Passage for review:
+ + + +

Well if you don't care, there are a couple of things wrong with this situation. If you don't care, for one, you fail to have compassion for a human being, a father and a husband in losing his life, leaving on Earth a handful of dear loved ones who cared for him greatly and he for them.

Not caring about Jobs' death would also constitute a lack of appreciation for his technological contributions. Over the past 35 years Jobs served as an ardent leader and innovator in the technology field with his first Apple II being released in 1976. According to mashable.com, this first Apple mass-marketed product ignited the "personal computer revolution."

Additionally, reading this blog from your computer, phone, tablet, MP3 player with Wi-Fi capabilities would be contradicting if you didn't care. Jobs tremendously impacted the piece of technology you're using to access this.

Personally, I have a strong feeling everyone does care. And by everyone, I mean a solid percentage of the world's population.

However, there's a confession I have to make.

I adamantly disliked Apple for quite sometime. The word "dislike" doesn't fully express how I believed Apple products to be one way for individuals to conform to societal trends. I wasn't necessarily a hardcore PC fan (of course, I'm playing off of Microsoft's Sept. 2008 "I'm a PC" campaign), but I definitely vowed to never buy an Apple product.

I didn't want to be like everyone else.

+ + + +

Action item A:
Answer these questions using the blog post about Steve Jobs, and mark each answer with the same numeral as its question:
(i) In what year was the first Apple II released?
(ii) Which website does the post cite for the phrase "personal computer revolution"?
(iii) Which Microsoft campaign does the writer refer to, and when did it run?
Action item B: Duplicate the blog post about Steve Jobs word for word, between "Additionally, reading this" and "to access this.", inclusive.
Action item C: Go on with the blog post about Steve Jobs, beginning after its last sentence.
The data that follows comes from a separate source and is unrelated to the blog post about Steve Jobs.

Given data:
+ + + +

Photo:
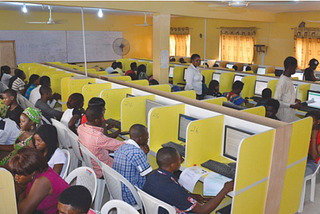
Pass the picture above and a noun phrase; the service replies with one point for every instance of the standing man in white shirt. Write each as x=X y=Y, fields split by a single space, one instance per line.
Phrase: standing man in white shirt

+ + + +

Expected output A:
(i) 1976
(ii) mashable.com
(iii) The "I'm a PC" campaign, from September 2008

Expected output B:
Additionally, reading this blog from your computer, phone, tablet, MP3 player with Wi-Fi capabilities would be contradicting if you didn't care. Jobs tremendously impacted the piece of technology you're using to access this.

Expected output C:
These products — the one's with the innocently, dumb Apple logo — were one big, fat trend. Individuals would buy these sleek, white pieces of technology to stand out among the uncountable amount of normal computer users. Apple products were supposedly "so great." When I would ask my friends and acquaintances why they chose to have an Apple computer, a Mac, their responses would be along the lines of, "Ohhh-mmm-geee, Macs can't get viruses," or, "Macs are so much better for designing," or even, "They have an awesome battery life."

No. I dismissed these responses as an iPhone user dismisses their unwanted open apps using Apple's iOS (operating system) multi-tasking feature.

Instead of a Mac, I wanted a Sony VAIO. Instead of an iPod, I wanted a Zune. Instead of iTunes music software, I wanted to use Zune music software. Instead of an iPhone, I wanted the latest Windows phone. You get my (past hating, stubborn) drift.

It was in the past, okay.

This thought process of mine derived from not having a true experience with an Apple product. Being a sophomore in high school, I purchased Apple's first generation iPod mini.

I grew attached.

I was so cool with my new, silver MP3 player I couldn't even stand it. Of course, I was late in this purchase because of my aforementioned animosity. Nonetheless, I thoroughly enjoyed it especially with my FM transmitter to bass-out in my "souped-up" Honda Civic. (That's what's up.)

Because of the iPhone hype as a senior in high school, my animosity returned as I purchased a Zune 80GB. This lasted me a long time as I adventured through the end of my high school career and into college life. That Zune was and still is a monster: big, heavy, durable.

Fast forward a few years and my mom bought me an iPhone 4 — score!

Since my true Apple iPhone 4 experience (along with two iMac experiences, one on which I'm currently typing), I have had nothing but positive thoughts and gratitude for such sophisticated pieces of technology. Apple Inc. as a corporation, and specifically Steve Jobs who served as CEO from 1997 to Aug. 2011, has revolutionized the globe's computing landscape, along with innovating MP3 player selections, touch-screen phone capabilities and tablet products.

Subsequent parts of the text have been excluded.